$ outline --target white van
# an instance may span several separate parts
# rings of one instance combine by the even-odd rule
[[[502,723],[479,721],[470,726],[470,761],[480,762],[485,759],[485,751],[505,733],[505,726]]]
* * *
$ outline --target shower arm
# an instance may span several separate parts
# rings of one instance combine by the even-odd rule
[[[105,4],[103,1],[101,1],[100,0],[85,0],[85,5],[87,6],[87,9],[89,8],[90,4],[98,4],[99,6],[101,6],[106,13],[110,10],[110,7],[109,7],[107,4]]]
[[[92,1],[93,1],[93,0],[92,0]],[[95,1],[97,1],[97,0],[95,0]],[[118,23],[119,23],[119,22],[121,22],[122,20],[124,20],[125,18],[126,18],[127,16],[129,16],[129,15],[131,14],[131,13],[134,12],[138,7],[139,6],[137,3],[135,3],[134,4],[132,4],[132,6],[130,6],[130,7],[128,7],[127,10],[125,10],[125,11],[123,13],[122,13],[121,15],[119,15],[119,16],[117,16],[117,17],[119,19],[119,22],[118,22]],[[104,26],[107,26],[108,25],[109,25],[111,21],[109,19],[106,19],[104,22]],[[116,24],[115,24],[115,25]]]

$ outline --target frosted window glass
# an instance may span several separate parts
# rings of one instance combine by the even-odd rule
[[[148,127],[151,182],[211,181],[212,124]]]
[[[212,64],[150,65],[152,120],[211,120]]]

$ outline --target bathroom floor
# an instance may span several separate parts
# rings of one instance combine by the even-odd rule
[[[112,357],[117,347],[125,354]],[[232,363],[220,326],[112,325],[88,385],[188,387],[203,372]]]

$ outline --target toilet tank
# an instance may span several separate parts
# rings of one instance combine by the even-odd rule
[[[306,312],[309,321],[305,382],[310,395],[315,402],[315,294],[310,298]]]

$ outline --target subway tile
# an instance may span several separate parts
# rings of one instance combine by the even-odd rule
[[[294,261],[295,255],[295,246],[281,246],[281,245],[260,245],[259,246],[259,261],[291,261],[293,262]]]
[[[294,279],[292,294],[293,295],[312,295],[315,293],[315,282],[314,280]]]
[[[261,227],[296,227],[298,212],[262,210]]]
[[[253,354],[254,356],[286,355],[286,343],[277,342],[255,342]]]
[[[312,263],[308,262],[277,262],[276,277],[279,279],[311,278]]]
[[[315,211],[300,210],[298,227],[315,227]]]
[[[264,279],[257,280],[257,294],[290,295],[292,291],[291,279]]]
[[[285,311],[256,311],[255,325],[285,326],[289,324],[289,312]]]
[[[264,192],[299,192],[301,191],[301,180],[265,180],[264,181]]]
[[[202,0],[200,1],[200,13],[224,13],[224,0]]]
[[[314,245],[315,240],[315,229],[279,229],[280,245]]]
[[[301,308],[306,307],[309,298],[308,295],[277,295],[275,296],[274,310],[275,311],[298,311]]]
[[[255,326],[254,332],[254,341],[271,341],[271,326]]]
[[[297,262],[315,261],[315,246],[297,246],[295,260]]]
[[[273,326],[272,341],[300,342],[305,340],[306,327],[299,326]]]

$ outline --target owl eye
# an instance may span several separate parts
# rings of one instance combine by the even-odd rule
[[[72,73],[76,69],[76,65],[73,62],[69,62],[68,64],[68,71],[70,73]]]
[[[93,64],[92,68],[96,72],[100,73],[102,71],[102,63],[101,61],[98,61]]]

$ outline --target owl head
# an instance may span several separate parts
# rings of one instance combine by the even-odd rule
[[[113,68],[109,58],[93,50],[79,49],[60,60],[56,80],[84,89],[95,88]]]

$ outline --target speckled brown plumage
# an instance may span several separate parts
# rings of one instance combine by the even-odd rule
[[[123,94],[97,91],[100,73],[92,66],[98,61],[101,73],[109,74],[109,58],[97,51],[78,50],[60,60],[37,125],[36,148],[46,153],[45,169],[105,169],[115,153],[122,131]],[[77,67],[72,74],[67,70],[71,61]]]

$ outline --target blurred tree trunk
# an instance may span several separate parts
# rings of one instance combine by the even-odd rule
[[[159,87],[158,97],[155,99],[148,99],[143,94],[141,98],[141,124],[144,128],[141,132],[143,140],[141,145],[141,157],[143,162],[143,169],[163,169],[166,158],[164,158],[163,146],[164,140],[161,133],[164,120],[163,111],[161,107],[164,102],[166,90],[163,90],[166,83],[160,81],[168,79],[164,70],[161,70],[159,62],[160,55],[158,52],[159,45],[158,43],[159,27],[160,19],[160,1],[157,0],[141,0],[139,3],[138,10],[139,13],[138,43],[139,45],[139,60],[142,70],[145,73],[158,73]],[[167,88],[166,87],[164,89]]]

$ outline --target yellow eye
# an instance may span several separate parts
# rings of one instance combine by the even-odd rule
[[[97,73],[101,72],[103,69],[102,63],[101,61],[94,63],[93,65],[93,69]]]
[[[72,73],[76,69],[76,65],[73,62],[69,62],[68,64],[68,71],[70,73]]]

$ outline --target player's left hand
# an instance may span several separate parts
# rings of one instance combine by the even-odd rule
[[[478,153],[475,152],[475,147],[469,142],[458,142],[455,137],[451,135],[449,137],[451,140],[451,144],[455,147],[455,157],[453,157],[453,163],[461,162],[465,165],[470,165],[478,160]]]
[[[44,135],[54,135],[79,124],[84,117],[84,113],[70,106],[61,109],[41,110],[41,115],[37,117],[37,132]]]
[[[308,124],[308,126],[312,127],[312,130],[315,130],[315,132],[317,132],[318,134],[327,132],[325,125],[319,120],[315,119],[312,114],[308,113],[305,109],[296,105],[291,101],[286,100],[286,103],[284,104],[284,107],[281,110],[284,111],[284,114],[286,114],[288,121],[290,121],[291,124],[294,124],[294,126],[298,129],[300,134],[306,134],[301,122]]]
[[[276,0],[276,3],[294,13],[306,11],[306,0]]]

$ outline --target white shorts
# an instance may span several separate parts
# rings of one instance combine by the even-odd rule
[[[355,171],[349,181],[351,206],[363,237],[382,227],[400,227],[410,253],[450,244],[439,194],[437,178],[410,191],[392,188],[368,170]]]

The exercise: Turn the lines above, from the line with "--target subway tile" up to and including the line with "[[[273,326],[272,341],[300,342],[305,340],[306,327],[299,326]]]", into a Markdown table with the columns Row and Line, skipping blank lines. Put a running number in Row and the full line in Line.

Answer for this exercise:
| Row | Line |
|---|---|
| 1 | $ outline --target subway tile |
| 2 | # an instance may span several separate parts |
| 3 | # rings of one instance combine by the even-odd rule |
| 4 | [[[294,261],[295,255],[295,246],[281,246],[281,245],[260,245],[259,246],[259,261],[291,261],[293,262]]] |
| 5 | [[[294,279],[292,294],[293,295],[312,295],[315,293],[315,282],[314,280]]] |
| 6 | [[[261,227],[296,227],[298,212],[262,210]]] |
| 7 | [[[253,354],[254,356],[286,355],[286,343],[277,342],[255,342]]] |
| 8 | [[[312,263],[308,262],[277,262],[276,277],[279,279],[311,278]]] |
| 9 | [[[315,211],[300,210],[298,227],[315,227]]] |
| 10 | [[[264,279],[257,280],[257,294],[290,295],[292,291],[291,279]]] |
| 11 | [[[285,311],[256,311],[255,325],[285,326],[289,324],[289,312]]] |
| 12 | [[[264,192],[299,192],[301,191],[301,180],[265,180],[264,181]]] |
| 13 | [[[202,0],[200,1],[200,13],[224,13],[224,0]]] |
| 14 | [[[314,245],[315,240],[315,229],[279,229],[280,245]]] |
| 15 | [[[301,308],[306,307],[309,298],[308,295],[277,295],[275,296],[274,310],[275,311],[298,311]]] |
| 16 | [[[255,326],[254,332],[254,341],[271,341],[271,326]]] |
| 17 | [[[297,262],[315,261],[315,246],[297,246],[295,260]]] |
| 18 | [[[273,326],[272,341],[300,342],[305,340],[306,327],[299,326]]] |